### RECORDS TO PROCESS
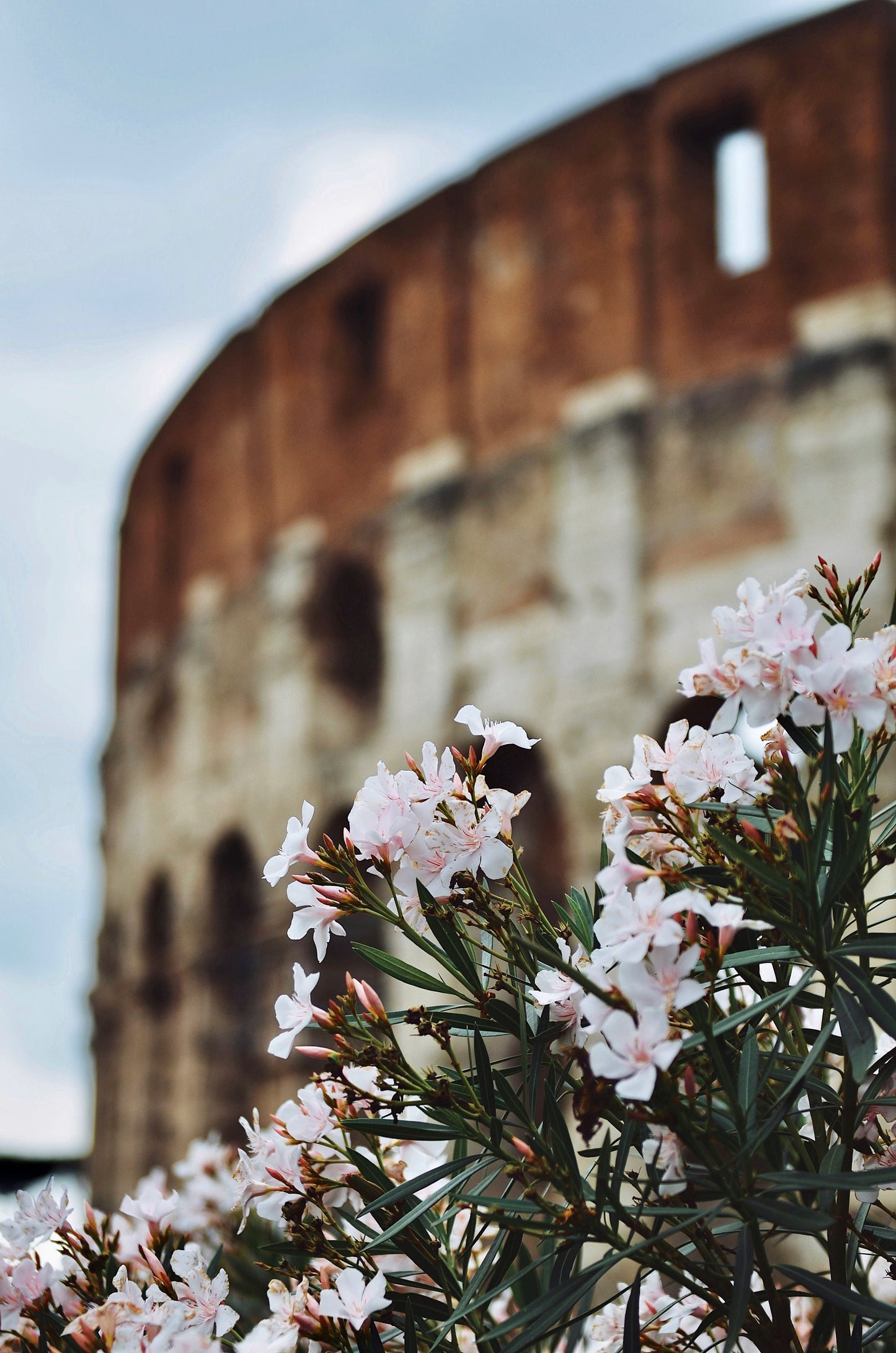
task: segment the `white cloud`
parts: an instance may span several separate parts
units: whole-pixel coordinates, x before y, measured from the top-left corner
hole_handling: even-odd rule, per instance
[[[457,130],[376,123],[313,137],[284,161],[272,227],[246,283],[257,291],[292,281],[409,198],[457,173],[470,145]]]
[[[84,1072],[35,1058],[24,1024],[32,1011],[61,1011],[54,984],[4,976],[0,980],[0,1154],[79,1158],[89,1150],[92,1092]]]

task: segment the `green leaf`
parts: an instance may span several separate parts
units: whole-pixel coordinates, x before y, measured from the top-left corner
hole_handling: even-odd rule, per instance
[[[803,989],[809,985],[815,969],[809,967],[808,971],[803,974],[799,982],[793,986],[788,986],[786,990],[774,990],[767,996],[763,996],[761,1001],[754,1001],[753,1005],[747,1005],[742,1011],[734,1011],[731,1015],[725,1015],[723,1019],[716,1020],[712,1026],[713,1038],[719,1038],[720,1034],[727,1034],[730,1030],[736,1028],[739,1024],[747,1024],[757,1017],[757,1015],[765,1015],[770,1009],[784,1009],[786,1005],[792,1005],[797,996],[803,993]],[[700,1047],[701,1043],[707,1042],[707,1034],[692,1034],[681,1045],[682,1053],[689,1053],[693,1047]]]
[[[410,1296],[405,1302],[405,1353],[417,1353],[417,1321]]]
[[[426,1188],[429,1184],[436,1184],[439,1180],[445,1178],[448,1174],[456,1174],[462,1170],[464,1165],[471,1165],[472,1161],[479,1161],[485,1168],[489,1162],[485,1155],[464,1155],[459,1161],[447,1161],[444,1165],[437,1165],[432,1170],[426,1170],[424,1174],[414,1174],[411,1180],[406,1180],[405,1184],[397,1184],[395,1188],[390,1188],[387,1193],[380,1195],[367,1207],[363,1207],[357,1216],[365,1216],[378,1207],[391,1207],[393,1203],[401,1203],[402,1199],[410,1197],[411,1193],[417,1193],[421,1188]]]
[[[594,913],[591,904],[578,888],[570,889],[566,901],[566,907],[558,905],[558,912],[566,916],[570,930],[590,953],[594,948]]]
[[[352,944],[352,948],[360,958],[367,959],[368,963],[378,967],[380,973],[395,977],[399,982],[407,982],[409,986],[420,986],[425,992],[443,992],[445,996],[453,996],[456,1000],[464,999],[462,992],[456,992],[437,977],[432,977],[425,969],[411,967],[410,963],[405,963],[401,958],[387,954],[383,948],[371,948],[369,944]]]
[[[424,1212],[428,1212],[430,1207],[434,1207],[434,1204],[439,1201],[440,1197],[444,1197],[445,1193],[448,1193],[452,1188],[464,1184],[468,1178],[471,1178],[476,1173],[476,1170],[480,1169],[482,1169],[482,1161],[476,1161],[476,1164],[471,1165],[470,1169],[466,1169],[463,1174],[459,1174],[456,1180],[445,1180],[441,1188],[433,1189],[432,1193],[421,1199],[420,1203],[411,1207],[407,1212],[403,1212],[397,1222],[393,1222],[391,1226],[388,1226],[384,1231],[382,1231],[376,1237],[375,1242],[371,1242],[371,1245],[364,1247],[378,1249],[384,1241],[391,1241],[393,1235],[399,1235],[403,1230],[406,1230],[411,1224],[411,1222],[416,1222],[420,1216],[424,1215]]]
[[[861,939],[850,939],[846,944],[839,944],[831,950],[831,958],[835,962],[843,954],[866,954],[869,958],[896,958],[896,935],[864,935]]]
[[[864,1081],[868,1068],[877,1055],[877,1035],[872,1028],[872,1022],[855,997],[850,996],[842,986],[834,988],[834,1012],[839,1020],[841,1034],[849,1053],[853,1080],[857,1082]]]
[[[489,1054],[486,1051],[486,1043],[479,1032],[474,1030],[472,1034],[472,1047],[476,1058],[476,1092],[482,1100],[482,1107],[490,1119],[495,1116],[495,1103],[494,1103],[494,1081],[491,1078],[491,1062],[489,1061]]]
[[[793,1279],[794,1283],[800,1283],[808,1288],[815,1296],[830,1302],[839,1311],[851,1311],[853,1315],[866,1315],[869,1321],[887,1321],[888,1325],[896,1323],[896,1307],[893,1306],[884,1306],[882,1302],[876,1302],[870,1296],[862,1296],[861,1292],[854,1292],[849,1287],[831,1283],[830,1279],[822,1277],[819,1273],[809,1273],[808,1269],[796,1268],[792,1264],[778,1264],[777,1268],[781,1273],[786,1273],[789,1279]]]
[[[850,963],[847,958],[835,958],[834,966],[846,985],[855,992],[865,1012],[880,1024],[885,1034],[896,1038],[896,1001],[889,992],[884,990],[882,986],[876,986],[861,967]]]
[[[623,1353],[640,1353],[642,1346],[642,1270],[635,1275],[625,1303],[625,1319],[623,1322]]]
[[[550,1088],[544,1096],[544,1123],[548,1128],[551,1147],[556,1151],[558,1160],[568,1176],[570,1189],[575,1191],[575,1196],[578,1197],[581,1195],[579,1162],[575,1155],[575,1147],[570,1141],[570,1132],[560,1112],[560,1105]]]
[[[738,1069],[738,1103],[751,1128],[757,1119],[757,1086],[759,1084],[759,1043],[757,1031],[750,1028],[743,1040],[740,1066]]]
[[[740,1229],[738,1250],[734,1260],[734,1284],[731,1300],[728,1303],[728,1334],[725,1337],[724,1353],[731,1353],[750,1308],[750,1280],[753,1277],[753,1237],[750,1227]]]
[[[812,1235],[824,1231],[834,1220],[827,1212],[812,1207],[799,1207],[796,1203],[781,1203],[770,1197],[748,1197],[743,1204],[761,1222],[770,1222],[782,1231],[794,1235]]]
[[[835,1147],[841,1150],[841,1147]],[[808,1189],[838,1189],[847,1188],[868,1189],[868,1188],[885,1188],[888,1184],[896,1184],[896,1166],[891,1165],[881,1169],[870,1170],[831,1170],[819,1174],[809,1174],[808,1170],[782,1170],[782,1172],[769,1172],[761,1176],[762,1180],[767,1180],[770,1185],[776,1185],[774,1189],[766,1189],[766,1192],[776,1193],[792,1193],[799,1189],[801,1193],[808,1192]]]
[[[723,967],[751,967],[754,963],[792,963],[801,958],[799,948],[789,944],[774,944],[769,948],[730,950],[721,961]]]
[[[390,1118],[353,1118],[353,1132],[368,1137],[397,1137],[399,1142],[451,1142],[463,1137],[464,1127],[448,1127],[444,1123],[414,1123],[410,1119],[395,1122]]]

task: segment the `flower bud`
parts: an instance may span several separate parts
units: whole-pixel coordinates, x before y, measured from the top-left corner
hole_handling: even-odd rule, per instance
[[[537,1161],[537,1155],[535,1154],[528,1142],[524,1142],[522,1138],[520,1137],[512,1137],[510,1141],[513,1142],[513,1145],[516,1146],[517,1151],[520,1153],[524,1161],[528,1161],[529,1165],[533,1165]]]
[[[369,985],[369,982],[365,982],[363,978],[359,982],[357,978],[355,978],[355,994],[357,996],[359,1001],[361,1003],[365,1011],[369,1011],[369,1013],[374,1015],[376,1019],[387,1019],[386,1007],[383,1005],[383,1003],[380,1001],[379,996]]]

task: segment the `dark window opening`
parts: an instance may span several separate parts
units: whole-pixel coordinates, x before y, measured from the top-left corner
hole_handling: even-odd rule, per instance
[[[568,886],[566,831],[541,748],[499,747],[485,775],[489,785],[512,794],[529,790],[532,797],[513,819],[513,842],[521,850],[520,863],[541,905],[562,901]]]
[[[162,461],[158,574],[168,609],[166,620],[176,609],[180,586],[184,580],[189,478],[189,457],[184,452],[172,452]]]
[[[143,1103],[143,1170],[168,1165],[172,1146],[173,1096],[172,1015],[176,1000],[175,900],[165,874],[157,874],[143,898],[141,917],[143,976],[139,1000],[149,1020]]]
[[[208,1127],[241,1138],[260,1080],[257,1049],[263,988],[260,869],[242,832],[223,836],[208,863],[208,1024],[203,1040]]]
[[[154,1013],[165,1013],[175,999],[175,904],[165,874],[157,874],[143,900],[143,980],[141,1000]]]
[[[118,916],[107,916],[96,942],[96,969],[102,982],[114,982],[122,971],[122,925]]]
[[[386,292],[379,283],[361,283],[337,302],[337,375],[342,413],[356,413],[379,391],[384,330]]]
[[[323,560],[305,614],[325,681],[364,705],[379,700],[383,676],[380,590],[361,559]]]

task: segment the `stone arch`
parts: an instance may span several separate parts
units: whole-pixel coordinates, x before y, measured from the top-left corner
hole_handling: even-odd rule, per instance
[[[166,1165],[172,1149],[171,1105],[175,1057],[173,1016],[177,999],[175,896],[166,873],[157,873],[141,909],[141,977],[138,1001],[145,1012],[149,1047],[145,1063],[142,1170]]]
[[[319,675],[361,708],[374,708],[383,681],[382,590],[357,555],[325,555],[305,607]]]
[[[207,1022],[203,1039],[207,1123],[225,1141],[241,1137],[260,1080],[261,871],[244,832],[219,838],[208,856],[204,978]]]

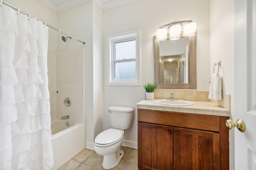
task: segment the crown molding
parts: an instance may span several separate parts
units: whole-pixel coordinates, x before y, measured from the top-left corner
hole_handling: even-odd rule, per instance
[[[70,0],[58,6],[55,5],[50,0],[38,0],[55,12],[58,13],[92,0],[104,11],[139,0],[113,0],[106,3],[103,3],[101,0]]]

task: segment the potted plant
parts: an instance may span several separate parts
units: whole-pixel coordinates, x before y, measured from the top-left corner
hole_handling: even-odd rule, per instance
[[[156,89],[156,85],[148,83],[143,86],[146,90],[146,99],[147,100],[154,100],[154,91]]]

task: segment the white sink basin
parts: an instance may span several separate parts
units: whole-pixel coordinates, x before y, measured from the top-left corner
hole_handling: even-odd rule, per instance
[[[166,99],[160,99],[156,100],[154,102],[158,104],[163,104],[164,105],[176,106],[177,106],[193,105],[193,103],[190,102],[182,100],[170,100]]]

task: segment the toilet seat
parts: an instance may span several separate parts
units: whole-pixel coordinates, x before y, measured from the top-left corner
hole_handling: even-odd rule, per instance
[[[107,147],[114,144],[121,140],[123,131],[116,129],[109,129],[98,134],[95,138],[94,143],[100,147]]]

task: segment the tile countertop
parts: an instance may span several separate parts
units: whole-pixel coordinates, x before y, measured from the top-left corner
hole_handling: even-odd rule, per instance
[[[175,112],[200,114],[230,117],[230,111],[210,102],[190,101],[193,105],[176,106],[158,104],[154,100],[143,100],[137,104],[138,109],[173,111]]]

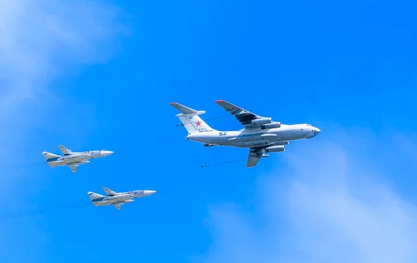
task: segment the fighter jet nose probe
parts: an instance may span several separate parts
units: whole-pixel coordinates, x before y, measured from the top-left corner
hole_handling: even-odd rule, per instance
[[[265,153],[284,151],[285,145],[290,141],[311,139],[320,132],[318,128],[311,124],[281,124],[273,121],[270,117],[257,115],[223,100],[215,103],[234,116],[243,128],[231,131],[217,130],[199,117],[205,111],[196,110],[177,103],[172,103],[171,105],[181,112],[175,116],[179,118],[182,126],[188,132],[186,137],[188,140],[203,143],[205,147],[249,148],[247,167],[255,167],[261,158],[269,156]]]
[[[67,165],[74,173],[76,172],[76,167],[79,165],[89,163],[90,159],[106,157],[114,153],[111,151],[106,150],[73,152],[61,144],[59,144],[59,148],[63,153],[62,155],[58,155],[47,151],[42,153],[44,157],[47,159],[47,163],[50,167]]]

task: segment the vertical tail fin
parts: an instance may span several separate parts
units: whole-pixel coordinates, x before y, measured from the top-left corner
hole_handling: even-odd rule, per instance
[[[183,126],[186,127],[188,133],[195,133],[200,130],[213,130],[213,128],[198,116],[206,113],[205,111],[195,110],[177,103],[172,103],[171,105],[181,112],[175,116],[179,118]]]
[[[104,196],[94,193],[92,192],[89,192],[87,194],[88,194],[88,197],[90,197],[90,199],[91,200],[98,199],[104,197]]]
[[[47,159],[47,160],[49,159],[58,158],[60,157],[59,155],[48,153],[47,151],[44,151],[43,153],[42,153],[42,154],[43,154],[44,157],[45,158],[45,159]]]

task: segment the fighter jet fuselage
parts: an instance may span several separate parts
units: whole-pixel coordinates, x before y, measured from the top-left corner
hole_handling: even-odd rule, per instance
[[[101,153],[108,152],[108,153]],[[106,154],[108,153],[108,154]],[[99,157],[108,156],[110,154],[108,151],[91,151],[83,153],[76,153],[68,155],[62,155],[59,158],[48,159],[47,162],[50,166],[60,166],[72,164],[74,162],[90,162],[88,160],[97,158]]]
[[[148,196],[156,192],[156,191],[152,190],[136,190],[124,193],[115,193],[106,187],[104,188],[108,194],[107,196],[92,192],[89,192],[88,193],[91,199],[91,202],[94,205],[101,206],[113,205],[117,209],[120,209],[121,205],[131,203],[135,198]]]
[[[67,165],[73,172],[76,171],[76,167],[79,164],[85,164],[90,162],[88,160],[108,156],[113,153],[111,151],[89,151],[84,152],[72,152],[63,145],[59,145],[63,152],[63,155],[57,155],[54,153],[44,151],[42,154],[47,159],[47,163],[49,167]]]

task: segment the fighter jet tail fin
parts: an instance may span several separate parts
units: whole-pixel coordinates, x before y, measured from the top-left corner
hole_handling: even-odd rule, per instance
[[[117,194],[115,192],[114,192],[107,187],[103,187],[103,189],[104,190],[106,194],[107,194],[109,196],[114,196]]]
[[[195,133],[202,130],[213,129],[199,117],[199,114],[206,113],[204,110],[195,110],[177,103],[172,103],[171,105],[181,113],[177,116],[182,123],[182,126],[187,129],[188,133]]]
[[[102,196],[99,194],[96,194],[92,192],[89,192],[87,194],[88,194],[88,197],[90,197],[90,199],[91,199],[91,200],[98,199],[98,198],[104,197],[104,196]]]
[[[42,154],[43,154],[44,157],[47,160],[53,159],[53,158],[58,158],[60,157],[59,155],[57,155],[54,154],[54,153],[48,153],[47,151],[44,151],[43,153],[42,153]]]

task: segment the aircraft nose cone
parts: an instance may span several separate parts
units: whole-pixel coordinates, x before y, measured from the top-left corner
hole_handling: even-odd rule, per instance
[[[101,155],[103,156],[108,156],[111,154],[114,153],[114,151],[101,151]]]

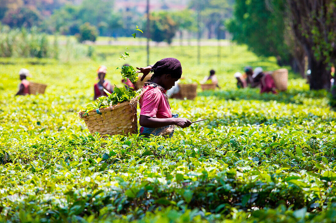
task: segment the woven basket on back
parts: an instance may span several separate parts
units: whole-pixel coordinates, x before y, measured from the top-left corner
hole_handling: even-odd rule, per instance
[[[29,82],[29,93],[31,94],[44,94],[47,85],[33,82]]]
[[[274,80],[276,87],[280,91],[287,90],[287,83],[288,80],[288,71],[283,68],[275,71],[271,75]]]
[[[137,133],[136,104],[131,105],[129,101],[79,115],[91,134],[97,132],[102,136]]]
[[[197,95],[196,90],[197,89],[197,84],[179,84],[180,93],[182,98],[186,97],[188,100],[194,100]]]
[[[201,84],[201,87],[202,90],[215,90],[216,89],[216,84]]]

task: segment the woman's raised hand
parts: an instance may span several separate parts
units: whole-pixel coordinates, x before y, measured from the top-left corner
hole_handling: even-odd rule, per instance
[[[191,121],[184,118],[174,118],[175,125],[182,129],[189,127],[191,125]]]
[[[143,74],[143,75],[142,75],[142,76],[141,77],[141,78],[140,79],[140,80],[142,81],[143,80],[143,79],[144,79],[146,76],[151,71],[151,69],[152,69],[152,66],[151,65],[149,65],[146,67],[137,67],[136,69],[139,70],[137,71],[136,73],[142,73]]]

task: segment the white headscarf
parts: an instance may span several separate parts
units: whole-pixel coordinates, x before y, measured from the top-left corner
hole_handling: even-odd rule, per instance
[[[29,73],[29,71],[25,68],[22,68],[19,71],[19,75],[22,75],[26,77],[30,77],[31,76]]]
[[[260,67],[256,67],[253,71],[253,74],[252,75],[252,78],[254,78],[256,77],[258,74],[262,72],[262,68]]]

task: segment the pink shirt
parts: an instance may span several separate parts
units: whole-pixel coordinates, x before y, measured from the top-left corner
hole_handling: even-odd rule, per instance
[[[139,100],[140,115],[159,119],[171,118],[170,106],[164,93],[158,87],[146,90]]]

### DIRECTIONS
Everything from the line with "task: segment the white headscarf" to the end of the listing above needs to be duplicated exactly, both end lines included, with nothing more.

### RESULT OF THIS TASK
task: segment the white headscarf
parts: an instance may span several separate parts
units: whole-pixel coordinates, x before y, measured from the top-left corner
hole_handling: even-odd rule, per instance
[[[29,73],[29,71],[25,68],[22,68],[19,71],[19,75],[22,75],[26,77],[30,77],[31,76]]]
[[[260,67],[256,67],[253,71],[253,74],[252,75],[252,78],[254,78],[256,77],[258,74],[262,72],[262,68]]]

task: segment the pink shirt
parts: an instance may span several separate parts
units: whole-pixel coordinates, x before y, measured from the top-left corner
hole_handling: even-odd rule, per instance
[[[139,100],[140,115],[159,119],[171,118],[170,106],[164,93],[158,87],[146,90]]]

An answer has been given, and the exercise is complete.